CHALLENGE ->
Render the rows below as a two-column CSV with the header input,output, one line per row, putting each row's text and its answer in their own quoted fields with line breaks replaced by spaces. Begin at the line that has "of the shadowed" and stop after the line that has "x=155 y=400".

Start

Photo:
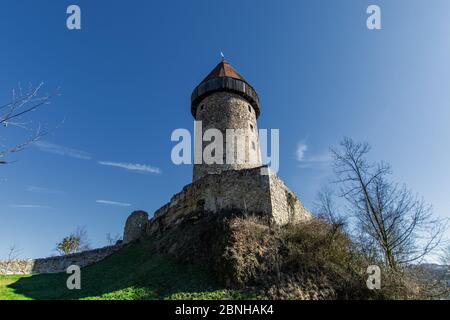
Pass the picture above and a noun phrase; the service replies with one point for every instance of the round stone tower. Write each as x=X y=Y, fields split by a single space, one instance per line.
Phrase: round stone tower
x=224 y=100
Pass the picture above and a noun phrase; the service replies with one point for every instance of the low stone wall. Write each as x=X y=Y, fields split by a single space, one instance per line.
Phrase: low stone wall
x=56 y=264
x=245 y=190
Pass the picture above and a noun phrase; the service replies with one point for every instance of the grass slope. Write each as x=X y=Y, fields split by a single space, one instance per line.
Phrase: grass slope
x=132 y=273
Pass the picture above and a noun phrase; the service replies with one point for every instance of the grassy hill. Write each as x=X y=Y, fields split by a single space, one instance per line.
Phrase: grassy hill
x=133 y=273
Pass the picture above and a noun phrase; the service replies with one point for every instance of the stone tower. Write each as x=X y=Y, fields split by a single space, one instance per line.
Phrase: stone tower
x=225 y=100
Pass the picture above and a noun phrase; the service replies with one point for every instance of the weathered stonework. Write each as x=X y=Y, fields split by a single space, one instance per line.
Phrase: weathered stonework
x=135 y=226
x=56 y=264
x=222 y=111
x=246 y=191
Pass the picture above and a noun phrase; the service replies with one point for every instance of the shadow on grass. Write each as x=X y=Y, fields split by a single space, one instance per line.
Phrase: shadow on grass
x=132 y=273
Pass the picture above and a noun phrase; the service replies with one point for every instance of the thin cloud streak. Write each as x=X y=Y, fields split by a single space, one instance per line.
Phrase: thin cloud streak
x=114 y=203
x=135 y=167
x=310 y=161
x=61 y=150
x=43 y=190
x=29 y=206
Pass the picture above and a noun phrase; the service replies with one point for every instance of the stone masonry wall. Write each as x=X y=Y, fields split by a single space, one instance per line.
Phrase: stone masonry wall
x=245 y=190
x=222 y=111
x=286 y=207
x=56 y=264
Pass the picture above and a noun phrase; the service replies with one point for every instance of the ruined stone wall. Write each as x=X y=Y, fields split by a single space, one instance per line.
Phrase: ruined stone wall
x=245 y=190
x=135 y=226
x=56 y=264
x=221 y=111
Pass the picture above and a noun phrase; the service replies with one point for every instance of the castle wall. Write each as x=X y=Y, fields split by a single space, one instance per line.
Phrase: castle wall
x=56 y=264
x=286 y=207
x=244 y=190
x=225 y=110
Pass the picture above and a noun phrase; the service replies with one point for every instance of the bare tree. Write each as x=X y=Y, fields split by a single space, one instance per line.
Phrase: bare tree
x=13 y=114
x=325 y=207
x=75 y=242
x=399 y=225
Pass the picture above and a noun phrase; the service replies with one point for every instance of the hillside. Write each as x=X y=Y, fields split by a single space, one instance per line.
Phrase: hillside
x=224 y=256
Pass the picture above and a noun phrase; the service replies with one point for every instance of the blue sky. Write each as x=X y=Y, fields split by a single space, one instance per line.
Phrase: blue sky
x=127 y=76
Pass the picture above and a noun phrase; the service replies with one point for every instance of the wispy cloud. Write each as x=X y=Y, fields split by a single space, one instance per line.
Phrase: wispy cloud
x=61 y=150
x=136 y=167
x=114 y=203
x=29 y=206
x=300 y=152
x=43 y=190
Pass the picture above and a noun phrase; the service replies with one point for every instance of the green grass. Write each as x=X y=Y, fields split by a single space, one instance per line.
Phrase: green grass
x=134 y=273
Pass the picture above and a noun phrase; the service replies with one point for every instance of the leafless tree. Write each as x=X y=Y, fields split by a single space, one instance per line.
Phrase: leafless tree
x=326 y=208
x=14 y=113
x=398 y=224
x=13 y=254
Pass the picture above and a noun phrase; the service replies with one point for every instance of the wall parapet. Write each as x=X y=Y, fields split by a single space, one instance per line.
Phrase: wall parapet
x=56 y=264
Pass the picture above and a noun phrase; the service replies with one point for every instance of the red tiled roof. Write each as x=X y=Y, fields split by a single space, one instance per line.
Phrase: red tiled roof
x=223 y=69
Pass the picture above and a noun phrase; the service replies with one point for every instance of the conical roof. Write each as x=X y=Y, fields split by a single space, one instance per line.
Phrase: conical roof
x=223 y=69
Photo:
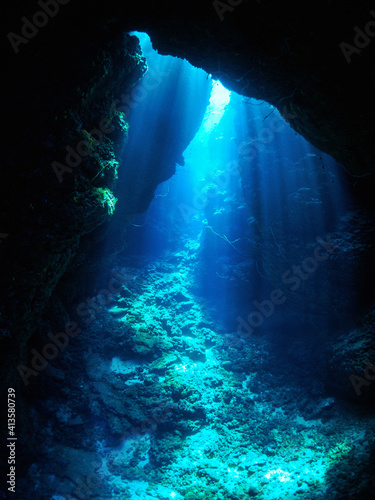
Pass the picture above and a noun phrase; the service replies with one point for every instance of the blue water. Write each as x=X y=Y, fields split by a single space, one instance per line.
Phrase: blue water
x=204 y=375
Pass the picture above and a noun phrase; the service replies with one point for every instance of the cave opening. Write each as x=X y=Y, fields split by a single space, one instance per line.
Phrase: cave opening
x=203 y=372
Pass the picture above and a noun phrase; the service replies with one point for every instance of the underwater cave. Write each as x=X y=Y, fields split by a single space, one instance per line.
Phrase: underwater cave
x=187 y=241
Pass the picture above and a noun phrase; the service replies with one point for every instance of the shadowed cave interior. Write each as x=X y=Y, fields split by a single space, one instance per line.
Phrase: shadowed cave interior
x=196 y=321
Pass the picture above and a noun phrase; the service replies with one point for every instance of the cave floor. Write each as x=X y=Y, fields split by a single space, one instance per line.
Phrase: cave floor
x=155 y=400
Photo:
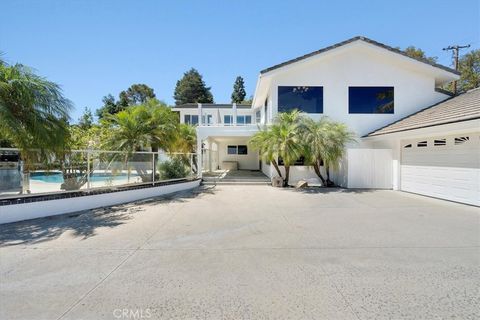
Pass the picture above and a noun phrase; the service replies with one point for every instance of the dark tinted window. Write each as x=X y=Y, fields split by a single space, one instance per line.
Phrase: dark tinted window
x=191 y=119
x=306 y=99
x=370 y=99
x=242 y=150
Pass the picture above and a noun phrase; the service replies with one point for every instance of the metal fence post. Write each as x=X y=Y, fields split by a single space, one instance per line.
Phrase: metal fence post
x=88 y=169
x=153 y=167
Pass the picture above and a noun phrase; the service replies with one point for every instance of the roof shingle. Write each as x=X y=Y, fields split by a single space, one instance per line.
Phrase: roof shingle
x=378 y=44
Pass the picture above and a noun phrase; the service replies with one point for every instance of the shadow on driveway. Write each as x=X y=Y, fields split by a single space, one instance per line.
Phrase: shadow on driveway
x=84 y=223
x=327 y=190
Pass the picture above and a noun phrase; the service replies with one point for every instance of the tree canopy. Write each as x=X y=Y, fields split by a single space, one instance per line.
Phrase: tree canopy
x=239 y=93
x=192 y=89
x=86 y=120
x=134 y=95
x=469 y=66
x=418 y=53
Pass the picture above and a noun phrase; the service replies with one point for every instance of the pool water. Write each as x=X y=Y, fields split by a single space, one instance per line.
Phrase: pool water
x=56 y=177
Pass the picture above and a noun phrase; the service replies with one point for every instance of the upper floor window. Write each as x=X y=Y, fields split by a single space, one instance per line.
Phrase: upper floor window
x=370 y=99
x=191 y=119
x=241 y=120
x=240 y=149
x=306 y=99
x=228 y=120
x=207 y=119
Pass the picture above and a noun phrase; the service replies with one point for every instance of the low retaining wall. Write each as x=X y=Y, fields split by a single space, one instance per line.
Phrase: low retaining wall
x=33 y=207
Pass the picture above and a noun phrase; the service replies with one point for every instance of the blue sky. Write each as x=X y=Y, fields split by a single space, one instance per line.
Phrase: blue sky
x=97 y=47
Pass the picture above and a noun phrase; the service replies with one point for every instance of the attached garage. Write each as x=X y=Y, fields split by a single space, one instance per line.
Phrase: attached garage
x=437 y=150
x=442 y=167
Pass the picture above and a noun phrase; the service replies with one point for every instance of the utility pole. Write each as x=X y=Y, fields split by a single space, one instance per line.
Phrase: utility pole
x=455 y=49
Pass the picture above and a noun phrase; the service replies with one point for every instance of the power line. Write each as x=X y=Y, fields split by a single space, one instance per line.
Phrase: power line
x=455 y=49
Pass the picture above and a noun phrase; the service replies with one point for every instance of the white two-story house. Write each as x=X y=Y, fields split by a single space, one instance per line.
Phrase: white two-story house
x=379 y=92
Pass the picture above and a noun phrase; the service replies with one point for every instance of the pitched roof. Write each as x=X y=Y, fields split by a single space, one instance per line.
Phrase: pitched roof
x=378 y=44
x=463 y=107
x=213 y=105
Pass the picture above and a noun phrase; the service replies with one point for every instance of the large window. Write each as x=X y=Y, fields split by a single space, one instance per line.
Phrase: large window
x=207 y=120
x=299 y=162
x=228 y=120
x=306 y=99
x=191 y=119
x=240 y=149
x=370 y=99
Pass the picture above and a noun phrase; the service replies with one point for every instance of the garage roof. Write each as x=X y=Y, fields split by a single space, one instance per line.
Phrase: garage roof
x=456 y=109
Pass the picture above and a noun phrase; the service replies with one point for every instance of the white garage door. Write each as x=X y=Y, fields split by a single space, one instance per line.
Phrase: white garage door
x=443 y=167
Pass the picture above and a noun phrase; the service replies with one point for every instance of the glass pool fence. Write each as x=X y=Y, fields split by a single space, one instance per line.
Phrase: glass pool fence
x=35 y=172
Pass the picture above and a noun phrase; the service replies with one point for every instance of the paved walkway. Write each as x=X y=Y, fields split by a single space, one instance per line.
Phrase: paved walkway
x=248 y=252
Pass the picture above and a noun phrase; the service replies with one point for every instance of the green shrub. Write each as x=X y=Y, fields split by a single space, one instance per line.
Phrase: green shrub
x=173 y=169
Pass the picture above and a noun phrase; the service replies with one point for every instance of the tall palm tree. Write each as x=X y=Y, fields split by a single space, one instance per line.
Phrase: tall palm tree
x=315 y=144
x=281 y=140
x=324 y=143
x=262 y=142
x=33 y=113
x=186 y=142
x=338 y=137
x=151 y=126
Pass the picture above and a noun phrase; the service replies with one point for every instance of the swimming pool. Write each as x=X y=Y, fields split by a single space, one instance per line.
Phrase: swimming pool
x=56 y=176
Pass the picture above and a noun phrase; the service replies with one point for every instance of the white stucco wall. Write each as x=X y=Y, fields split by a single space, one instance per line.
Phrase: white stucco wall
x=33 y=210
x=359 y=66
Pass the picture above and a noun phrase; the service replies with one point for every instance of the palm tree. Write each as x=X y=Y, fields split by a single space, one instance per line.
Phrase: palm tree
x=186 y=142
x=315 y=144
x=262 y=141
x=138 y=128
x=338 y=137
x=281 y=140
x=33 y=114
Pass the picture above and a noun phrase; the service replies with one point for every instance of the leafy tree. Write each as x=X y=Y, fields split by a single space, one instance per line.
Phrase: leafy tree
x=418 y=53
x=110 y=106
x=191 y=89
x=469 y=66
x=281 y=140
x=33 y=113
x=238 y=94
x=136 y=94
x=324 y=143
x=248 y=101
x=150 y=125
x=86 y=120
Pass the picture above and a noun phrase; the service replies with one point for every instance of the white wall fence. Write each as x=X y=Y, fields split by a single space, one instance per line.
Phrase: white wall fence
x=33 y=210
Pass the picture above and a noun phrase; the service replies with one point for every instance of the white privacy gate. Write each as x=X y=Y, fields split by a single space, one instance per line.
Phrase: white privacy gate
x=370 y=168
x=443 y=167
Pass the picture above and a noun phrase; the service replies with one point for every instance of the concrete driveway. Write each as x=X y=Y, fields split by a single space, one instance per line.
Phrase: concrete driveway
x=248 y=252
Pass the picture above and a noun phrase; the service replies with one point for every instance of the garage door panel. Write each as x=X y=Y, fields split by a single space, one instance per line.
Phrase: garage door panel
x=449 y=172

End

ANSWER TO THE TASK ->
input,output
"Pass the picture above and a noun phrase; the service replies with one point for every instance of the shadowed cave interior. Write each as x=X y=Y, fields split by a single space, one instance per line. Phrase: shadowed cave interior","x=196 y=321"
"Pass the picture above and a noun phrase; the service replies with one point for every instance of the cave floor. Write each as x=X y=Y, fields split by a single space, one instance per line. Phrase: cave floor","x=155 y=400"